**DATA IN THIS EXERCISE:**
......

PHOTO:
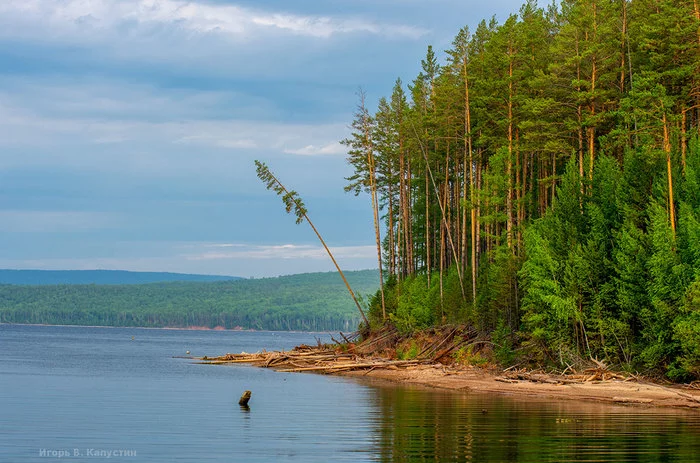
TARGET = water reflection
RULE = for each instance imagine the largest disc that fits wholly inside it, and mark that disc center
(416, 424)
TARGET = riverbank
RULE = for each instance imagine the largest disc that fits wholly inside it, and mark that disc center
(598, 385)
(541, 386)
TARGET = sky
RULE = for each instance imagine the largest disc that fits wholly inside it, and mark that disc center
(128, 128)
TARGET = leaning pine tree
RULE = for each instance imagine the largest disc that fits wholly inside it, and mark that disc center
(292, 201)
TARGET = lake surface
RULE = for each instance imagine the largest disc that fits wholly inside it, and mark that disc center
(117, 394)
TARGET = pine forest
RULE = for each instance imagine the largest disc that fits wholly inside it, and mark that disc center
(540, 180)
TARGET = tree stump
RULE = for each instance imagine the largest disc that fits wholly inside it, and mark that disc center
(243, 401)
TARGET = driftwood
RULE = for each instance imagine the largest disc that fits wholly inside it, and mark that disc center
(316, 359)
(243, 401)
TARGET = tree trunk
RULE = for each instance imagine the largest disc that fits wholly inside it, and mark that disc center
(669, 171)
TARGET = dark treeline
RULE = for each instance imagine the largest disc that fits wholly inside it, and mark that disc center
(307, 302)
(542, 183)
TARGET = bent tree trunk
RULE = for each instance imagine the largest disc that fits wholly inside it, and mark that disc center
(292, 201)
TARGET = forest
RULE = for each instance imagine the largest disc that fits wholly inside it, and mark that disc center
(540, 180)
(305, 302)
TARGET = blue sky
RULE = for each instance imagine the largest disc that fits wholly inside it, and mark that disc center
(128, 128)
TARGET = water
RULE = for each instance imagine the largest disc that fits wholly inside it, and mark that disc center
(83, 394)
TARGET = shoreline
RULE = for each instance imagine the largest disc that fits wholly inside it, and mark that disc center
(611, 392)
(172, 328)
(607, 388)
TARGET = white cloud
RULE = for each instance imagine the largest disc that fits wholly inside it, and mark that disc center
(104, 19)
(27, 221)
(312, 150)
(253, 260)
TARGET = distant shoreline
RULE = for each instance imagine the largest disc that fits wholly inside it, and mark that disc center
(189, 328)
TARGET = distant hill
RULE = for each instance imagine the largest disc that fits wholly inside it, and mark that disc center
(99, 277)
(305, 302)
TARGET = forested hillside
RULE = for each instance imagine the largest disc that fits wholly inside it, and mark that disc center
(541, 180)
(314, 301)
(98, 277)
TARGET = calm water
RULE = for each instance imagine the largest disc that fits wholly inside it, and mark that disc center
(97, 391)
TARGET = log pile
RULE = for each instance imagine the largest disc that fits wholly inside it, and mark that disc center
(313, 359)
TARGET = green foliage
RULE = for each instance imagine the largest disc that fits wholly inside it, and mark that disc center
(686, 332)
(308, 302)
(554, 159)
(415, 309)
(291, 199)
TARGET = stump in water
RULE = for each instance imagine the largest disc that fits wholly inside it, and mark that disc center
(243, 401)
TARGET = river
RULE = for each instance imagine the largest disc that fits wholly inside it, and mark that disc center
(121, 394)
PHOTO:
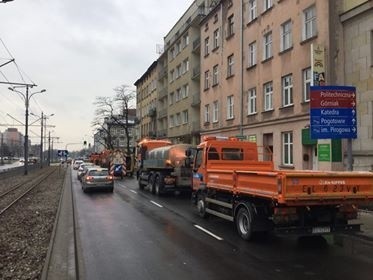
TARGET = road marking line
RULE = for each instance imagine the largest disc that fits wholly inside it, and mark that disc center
(155, 203)
(209, 232)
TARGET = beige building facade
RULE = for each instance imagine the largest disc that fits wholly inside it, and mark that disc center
(146, 103)
(246, 69)
(263, 70)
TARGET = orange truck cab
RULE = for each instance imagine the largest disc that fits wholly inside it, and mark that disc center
(236, 180)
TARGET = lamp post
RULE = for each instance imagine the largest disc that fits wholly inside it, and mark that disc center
(26, 97)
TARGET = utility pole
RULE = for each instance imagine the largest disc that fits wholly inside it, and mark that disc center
(2, 149)
(41, 141)
(26, 98)
(49, 148)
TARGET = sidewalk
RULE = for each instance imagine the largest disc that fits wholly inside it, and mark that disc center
(60, 261)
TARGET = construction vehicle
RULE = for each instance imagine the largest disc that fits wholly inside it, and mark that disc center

......

**WHAT IS REQUIRED:**
Images are to be omitted; everything else in the records is to be transcribed exactly.

**ANSWER TO THIS TASK:**
PHOTO:
TARGET = water reflection
RULE = for each instance imagine the largest disc that fits wholly inside it, and mark that disc center
(416, 424)
TARGET = riverbank
RULE = for each instance imagine the largest disc that fits wholly inside it, and mark that disc center
(598, 385)
(541, 386)
TARGET = sky
RULE = for each instance imagine the largest disc that fits wholly inside it, and mark that disc center
(128, 128)
TARGET = leaning pine tree
RULE = for each instance imagine the largest disc that fits wholly inside it, and mark that disc center
(292, 201)
TARGET = lake surface
RULE = for each instance imagine the largest disc that fits wholly inside it, and mark that disc center
(117, 394)
TARGET = pine forest
RULE = for each instance imagine the largest disc that fits wholly inside it, and mark that disc center
(540, 180)
TARGET = tree stump
RULE = for each instance imagine the largest disc that fits wholly inside it, and mark that disc center
(243, 401)
TARGET = driftwood
RULE = for each instance imagine the largest disc that fits wholly inside it, and mark that disc center
(316, 359)
(243, 401)
TARGET = tree trunk
RULE = for each instance imagine the largest disc that fits wholly inside it, and mark that disc center
(669, 171)
TARGET = dark treeline
RULE = for each instance imagine the largest disc that fits wholly inside it, and mark that disc center
(307, 302)
(542, 183)
TARGET = bent tree trunk
RULE = for each instance imagine the largest disc that fits wholly inside it, and mark that disc center
(292, 201)
TARGET = forest
RULE = for each instance imagine the largest disc that fits wholly inside it, and mark that disc center
(540, 180)
(305, 302)
TARGET = blue sky
RULE = for each instance imagine the largest disc that fits wholly inside it, and mark that disc center
(128, 128)
TARGET = water
RULE = for each instance imagine the largest disc that fits wholly inside it, and mark that disc center
(83, 394)
TARGET = shoreline
RULE = for each instance imagine the largest disc that fits wholly inside it, and mark that disc center
(611, 392)
(172, 328)
(607, 388)
TARGET = white cloud
RULE = for each instance imagine the largest disc that fits wholly inside it, and mark that disc center
(104, 19)
(27, 221)
(312, 150)
(253, 260)
TARGET = distant shoreline
RULE = for each instance imagine the largest disc that fits wholly inside it, and mark that disc center
(189, 328)
TARGET = distant hill
RULE = for each instance imagine the largest disc that fits wholly inside it, and mark that disc center
(99, 277)
(305, 302)
TARGET = forested hillside
RULE = for each instance imagine the largest disc that fits wholly inside it, and mark that disc center
(541, 180)
(314, 301)
(98, 277)
TARGET = calm water
RULE = for each instance imagine the largest disc that fits wholly inside it, and mark that disc center
(97, 391)
TARGET = log pile
RULE = for each instance imagine the largest disc that fits wholly inside it, and mark that disc center
(313, 359)
TARGET = green foliage
RULE = for each instance imagine the largest disc that fits wholly inside it, and mark that disc center
(686, 332)
(308, 302)
(554, 159)
(415, 309)
(291, 199)
TARGET = stump in water
RULE = for each instance imagine the largest disc that fits wholly inside it, and mark that disc center
(243, 401)
TARGET = river
RULE = for each instance imagine the largest disc that fits wholly inside it, and mark that disc center
(121, 394)
PHOTO:
TARGET = road marking line
RULE = for each instance imagine the largest disc that fits wholly inside it, and mark that disc center
(155, 203)
(209, 232)
TARGET = beige building facade
RULE = for each instance imagine the largest disc that fits wholly inside it, and mark that disc center
(146, 103)
(246, 69)
(263, 70)
TARGET = orange truck cab
RULE = for each instance imagine the largest disc that fits wholly inside it, and mark that disc center
(236, 180)
TARGET = lamp post
RULE = for each instance imagine the largest disc that fits wholly inside it, and mark that disc center
(26, 97)
TARGET = utility pole
RULE = for each instance imagine the largest disc that fits wholly inside it, and mark that disc center
(2, 149)
(41, 141)
(26, 98)
(49, 148)
TARGET = sidewalk
RULE = for each instance imagine the largest disc that fits wholly inside it, and mark that disc center
(60, 261)
TARGET = construction vehicle
RULE = for each instance imagine the largest disc that fits wholly inside it, and mark that disc center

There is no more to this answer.